=== Brano proposto ===

Poco più di un anno fa è rimbalzata su tutti i giornali del mondo, scuotendo gli ambienti degli appassionati di fotografia, la notizia del ritrovamento di tre valige (custodite a Città del Messico nella casa di un ex diplomatico messicano che combatté ai tempi del generale Pancho Villa) contenenti migliaia di negativi di foto scattate durante la guerra civile spagnola da Robert Capa, Gerda Taro (fotoreporter e all’epoca compagna di Capa) e David Seymour, fondatore insieme a Capa dell’agenzia Magnum. Dopo quasi 70 anni, l’avventurosa storia di queste valige si è conclusa nel modo migliore: i negativi sono finiti nelle mani degli esperti dell’International Center of Photography di New York, fondato nel 1974 da Cornell Capa, fratello di Robert e anche lui fotografo. Secondo quanto a suo tempo si raccontava, con toni più o meno da leggenda, il negativo del miliziano spagnolo ucciso a Cordoba durante la guerra civile sarebbe stato dimenticato da Robert Capa in una camera oscura di Parigi e da allora se ne erano perse le tracce. Finalmente, con il recupero dei negativi, l’International Center of Photography di Manhattan ha fatto riemergere dall’oblio – insieme alla famosa «Caduta del soldato» – altre migliaia di pellicole del grande fotoreporter.

===

> _Esercizio assegnato 1_
Nell'elenco, riscrivi il tratto che va dall'inizio fino alla riga con "[2, 137, 610, 352]" compresa, mettendo "snow pile" al posto di "snow mound" e lasciando invariato tutto il resto. Non includere le immagini.
Il brano e l'elenco non hanno alcun legame tra loro.

=== Insieme di dati ===

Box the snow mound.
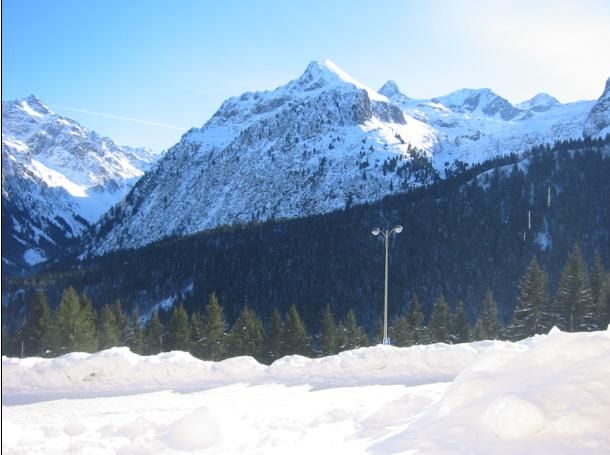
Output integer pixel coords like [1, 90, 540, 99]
[376, 330, 610, 453]
[2, 341, 527, 401]
[163, 407, 221, 451]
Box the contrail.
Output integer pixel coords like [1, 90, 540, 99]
[51, 104, 188, 131]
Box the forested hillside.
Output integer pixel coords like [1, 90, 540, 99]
[2, 137, 610, 352]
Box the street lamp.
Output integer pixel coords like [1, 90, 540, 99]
[371, 224, 402, 344]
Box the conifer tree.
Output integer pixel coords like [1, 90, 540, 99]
[125, 311, 144, 354]
[53, 287, 97, 354]
[555, 245, 597, 332]
[284, 304, 311, 356]
[407, 294, 428, 345]
[451, 300, 470, 343]
[143, 311, 165, 355]
[597, 273, 610, 330]
[191, 311, 205, 359]
[110, 299, 131, 346]
[97, 305, 121, 349]
[265, 308, 286, 363]
[203, 293, 227, 360]
[320, 303, 337, 355]
[591, 255, 608, 330]
[229, 305, 265, 360]
[345, 308, 369, 349]
[165, 303, 191, 352]
[21, 290, 50, 357]
[336, 321, 347, 352]
[474, 289, 499, 340]
[388, 314, 413, 346]
[507, 257, 556, 340]
[428, 294, 451, 343]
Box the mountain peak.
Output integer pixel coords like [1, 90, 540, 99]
[516, 92, 561, 112]
[379, 80, 404, 99]
[294, 59, 388, 101]
[14, 95, 53, 117]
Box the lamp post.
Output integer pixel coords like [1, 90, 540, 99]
[371, 224, 402, 344]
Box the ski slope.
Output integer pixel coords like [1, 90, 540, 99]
[2, 329, 610, 454]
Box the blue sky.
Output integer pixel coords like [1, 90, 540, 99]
[2, 0, 610, 150]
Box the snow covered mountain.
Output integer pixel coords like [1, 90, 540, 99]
[2, 96, 158, 270]
[379, 81, 596, 166]
[584, 78, 610, 136]
[84, 60, 608, 254]
[86, 60, 436, 253]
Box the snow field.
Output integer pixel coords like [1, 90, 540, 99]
[2, 330, 610, 454]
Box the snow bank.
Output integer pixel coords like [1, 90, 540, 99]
[2, 341, 527, 402]
[2, 330, 610, 455]
[376, 329, 610, 453]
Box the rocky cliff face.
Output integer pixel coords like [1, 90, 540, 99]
[2, 96, 156, 271]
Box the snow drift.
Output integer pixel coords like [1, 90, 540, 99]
[2, 329, 610, 454]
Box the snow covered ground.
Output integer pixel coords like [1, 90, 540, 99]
[2, 330, 610, 454]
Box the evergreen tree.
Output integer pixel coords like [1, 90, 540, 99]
[124, 311, 145, 354]
[597, 273, 610, 330]
[284, 304, 311, 356]
[165, 303, 191, 352]
[555, 245, 597, 332]
[345, 308, 369, 349]
[428, 294, 451, 343]
[407, 294, 429, 345]
[19, 291, 50, 357]
[191, 311, 205, 359]
[97, 305, 121, 349]
[229, 305, 265, 360]
[203, 293, 227, 360]
[265, 308, 286, 363]
[53, 287, 97, 354]
[110, 299, 131, 346]
[388, 314, 413, 346]
[143, 311, 165, 355]
[474, 289, 499, 340]
[507, 257, 556, 340]
[591, 255, 608, 330]
[320, 303, 337, 355]
[451, 300, 470, 343]
[336, 321, 347, 352]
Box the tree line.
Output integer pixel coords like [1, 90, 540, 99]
[2, 245, 610, 363]
[2, 134, 610, 342]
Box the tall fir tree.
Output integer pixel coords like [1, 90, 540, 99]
[506, 257, 556, 340]
[335, 321, 347, 352]
[229, 305, 265, 360]
[97, 305, 121, 349]
[165, 303, 191, 352]
[125, 311, 144, 354]
[428, 294, 451, 343]
[320, 303, 338, 355]
[388, 314, 412, 347]
[451, 300, 470, 343]
[284, 304, 311, 356]
[591, 255, 608, 330]
[21, 290, 51, 357]
[203, 293, 228, 360]
[345, 308, 369, 349]
[407, 294, 429, 344]
[53, 287, 97, 354]
[265, 308, 286, 363]
[191, 311, 205, 359]
[474, 289, 500, 340]
[555, 245, 597, 332]
[144, 311, 165, 355]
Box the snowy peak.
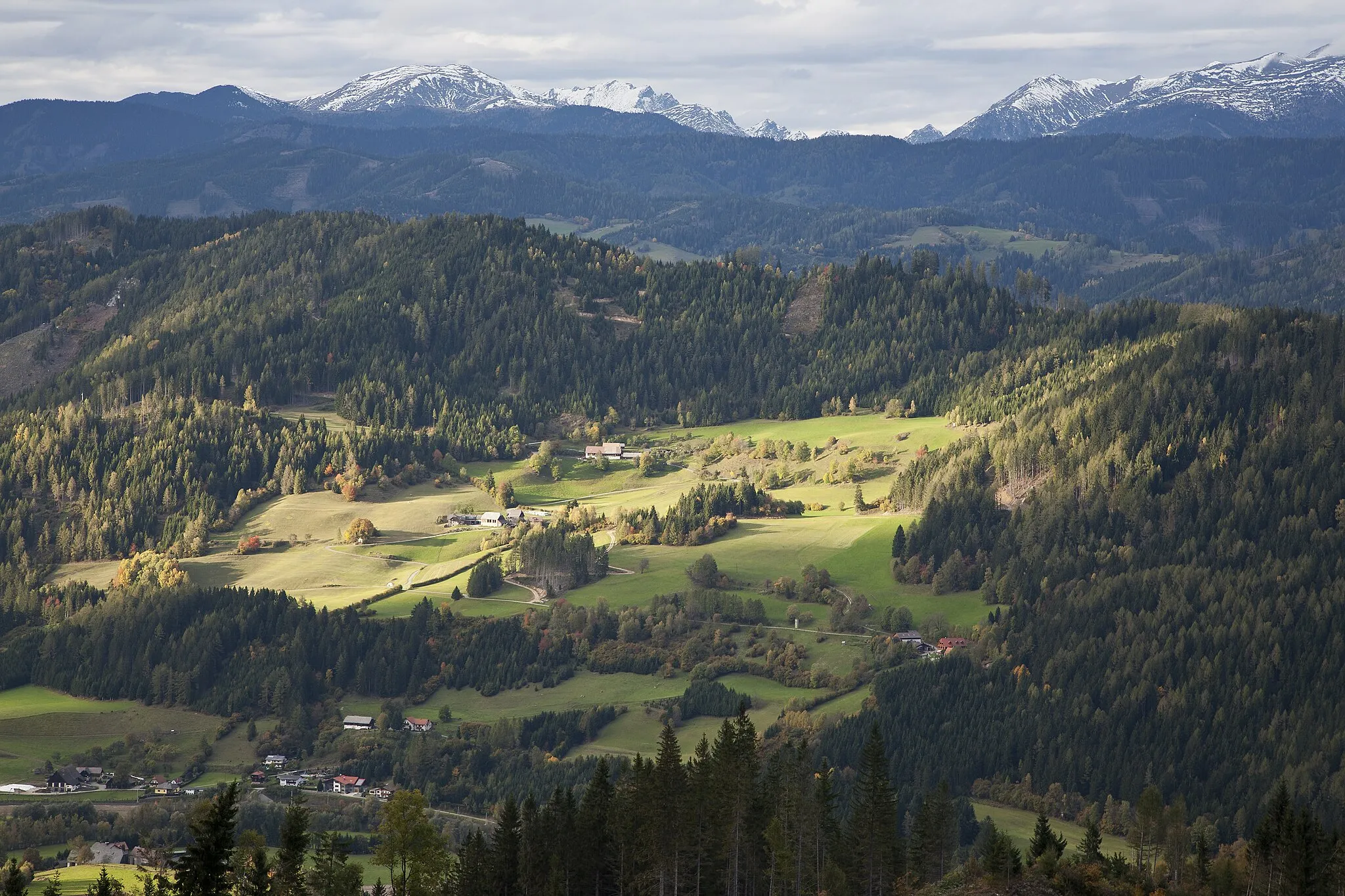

===

> _Esercizio assegnato 2_
Riduci a una serie di punti il paragrafo del brano che comincia con "Poco più di un anno fa", conservandone i fatti principali.

> _Risposta completa 1_
Box the snow pile.
Output integer pixel coords like [1, 90, 540, 99]
[376, 330, 610, 453]
[2, 341, 527, 401]
[163, 407, 221, 451]
Box the contrail.
Output integer pixel coords like [1, 90, 540, 99]
[51, 104, 188, 131]
Box the forested hillside.
Output integer pixel coords like [1, 90, 540, 99]
[2, 137, 610, 352]

> _Risposta completa 2_
- Poco più di un anno fa si è diffusa in tutto il mondo la notizia del ritrovamento di tre valige. Erano custodite a Città del Messico, nella casa di un ex diplomatico messicano che combatté ai tempi del generale Pancho Villa.
- Le valige contenevano migliaia di negativi di foto della guerra civile spagnola. Le avevano scattate Robert Capa, Gerda Taro e David Seymour.
- Dopo quasi 70 anni i negativi sono arrivati all'International Center of Photography di New York. Il centro è stato fondato nel 1974 da Cornell Capa, fratello di Robert.
- Si raccontava che il negativo del miliziano ucciso a Cordoba fosse stato dimenticato da Robert Capa in una camera oscura di Parigi, e che da allora se ne fossero perse le tracce.
- Con il recupero sono riemerse la famosa «Caduta del soldato» e migliaia di altre pellicole del fotoreporter.